Exercise aim
Gather and copy out every line below that contains the string "vintage". The match is case-sensitive.

Material for this task
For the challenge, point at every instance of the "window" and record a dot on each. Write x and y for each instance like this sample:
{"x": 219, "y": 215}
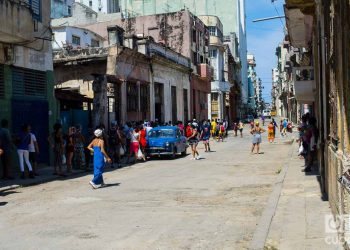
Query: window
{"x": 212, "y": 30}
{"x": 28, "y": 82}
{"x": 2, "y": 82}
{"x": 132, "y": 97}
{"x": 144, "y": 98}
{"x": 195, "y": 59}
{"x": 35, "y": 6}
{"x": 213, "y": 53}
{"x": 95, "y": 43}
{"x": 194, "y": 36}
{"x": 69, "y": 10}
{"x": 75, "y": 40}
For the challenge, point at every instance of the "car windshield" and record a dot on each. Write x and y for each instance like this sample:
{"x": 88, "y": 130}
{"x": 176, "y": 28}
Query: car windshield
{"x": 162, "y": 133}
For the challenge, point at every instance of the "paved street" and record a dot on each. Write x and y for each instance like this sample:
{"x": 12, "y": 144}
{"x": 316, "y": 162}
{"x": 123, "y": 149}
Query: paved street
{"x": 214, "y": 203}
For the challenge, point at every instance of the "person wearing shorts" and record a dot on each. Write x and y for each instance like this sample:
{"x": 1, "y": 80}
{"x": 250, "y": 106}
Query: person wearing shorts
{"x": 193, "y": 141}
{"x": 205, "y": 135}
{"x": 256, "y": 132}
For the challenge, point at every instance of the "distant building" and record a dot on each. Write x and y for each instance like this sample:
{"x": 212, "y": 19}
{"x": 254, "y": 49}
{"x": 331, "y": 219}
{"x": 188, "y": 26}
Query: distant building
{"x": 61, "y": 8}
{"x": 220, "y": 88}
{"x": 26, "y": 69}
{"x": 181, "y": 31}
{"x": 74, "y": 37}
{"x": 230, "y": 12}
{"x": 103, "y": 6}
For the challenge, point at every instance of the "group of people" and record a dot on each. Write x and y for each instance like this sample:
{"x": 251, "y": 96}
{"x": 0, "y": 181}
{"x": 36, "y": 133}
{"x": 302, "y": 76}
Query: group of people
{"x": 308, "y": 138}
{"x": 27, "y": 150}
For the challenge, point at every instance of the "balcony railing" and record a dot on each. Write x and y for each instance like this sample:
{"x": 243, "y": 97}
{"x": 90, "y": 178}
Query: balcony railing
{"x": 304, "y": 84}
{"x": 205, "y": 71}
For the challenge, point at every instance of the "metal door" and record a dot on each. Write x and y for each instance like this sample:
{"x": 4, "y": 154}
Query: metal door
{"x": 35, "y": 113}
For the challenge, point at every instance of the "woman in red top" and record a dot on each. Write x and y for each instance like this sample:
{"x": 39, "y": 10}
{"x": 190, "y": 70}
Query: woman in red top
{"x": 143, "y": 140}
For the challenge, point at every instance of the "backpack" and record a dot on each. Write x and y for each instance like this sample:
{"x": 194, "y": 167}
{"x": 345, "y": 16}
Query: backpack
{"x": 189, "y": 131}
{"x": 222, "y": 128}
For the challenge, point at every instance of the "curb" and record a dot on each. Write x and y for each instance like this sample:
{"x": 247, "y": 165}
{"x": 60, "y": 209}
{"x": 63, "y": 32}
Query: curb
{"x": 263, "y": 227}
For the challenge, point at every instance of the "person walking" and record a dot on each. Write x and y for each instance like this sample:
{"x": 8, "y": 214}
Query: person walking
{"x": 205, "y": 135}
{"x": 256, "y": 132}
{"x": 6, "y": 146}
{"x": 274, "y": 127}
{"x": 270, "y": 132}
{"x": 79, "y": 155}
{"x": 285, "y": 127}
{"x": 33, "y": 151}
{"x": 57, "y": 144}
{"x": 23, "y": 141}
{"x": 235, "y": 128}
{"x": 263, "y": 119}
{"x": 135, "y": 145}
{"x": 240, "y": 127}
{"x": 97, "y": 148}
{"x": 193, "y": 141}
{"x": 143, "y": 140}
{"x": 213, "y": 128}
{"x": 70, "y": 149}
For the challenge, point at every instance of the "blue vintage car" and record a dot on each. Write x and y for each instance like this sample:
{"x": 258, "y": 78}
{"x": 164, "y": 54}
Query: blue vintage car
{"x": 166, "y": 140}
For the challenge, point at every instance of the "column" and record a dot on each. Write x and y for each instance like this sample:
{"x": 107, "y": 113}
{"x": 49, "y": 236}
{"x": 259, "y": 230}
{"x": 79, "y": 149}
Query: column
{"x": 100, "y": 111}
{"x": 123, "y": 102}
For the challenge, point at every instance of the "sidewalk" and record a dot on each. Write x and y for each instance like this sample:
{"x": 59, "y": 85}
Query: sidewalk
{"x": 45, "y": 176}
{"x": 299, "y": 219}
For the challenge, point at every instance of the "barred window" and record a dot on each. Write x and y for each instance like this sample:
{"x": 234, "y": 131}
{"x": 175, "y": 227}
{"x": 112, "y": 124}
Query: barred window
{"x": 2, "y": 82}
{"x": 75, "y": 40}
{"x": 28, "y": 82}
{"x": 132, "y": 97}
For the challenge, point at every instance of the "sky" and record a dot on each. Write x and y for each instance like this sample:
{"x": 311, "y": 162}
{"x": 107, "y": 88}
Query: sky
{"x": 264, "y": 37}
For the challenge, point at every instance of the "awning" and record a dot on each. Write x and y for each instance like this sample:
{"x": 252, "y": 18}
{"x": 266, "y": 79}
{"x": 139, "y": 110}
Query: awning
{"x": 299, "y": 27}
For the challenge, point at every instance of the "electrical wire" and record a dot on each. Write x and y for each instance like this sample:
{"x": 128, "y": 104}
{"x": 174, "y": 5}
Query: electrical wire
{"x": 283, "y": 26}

Response for this exercise
For the challenge, point at every instance of the "blue vintage car" and record a dot on each. Write x and y for each instance like this sample:
Query: blue vintage car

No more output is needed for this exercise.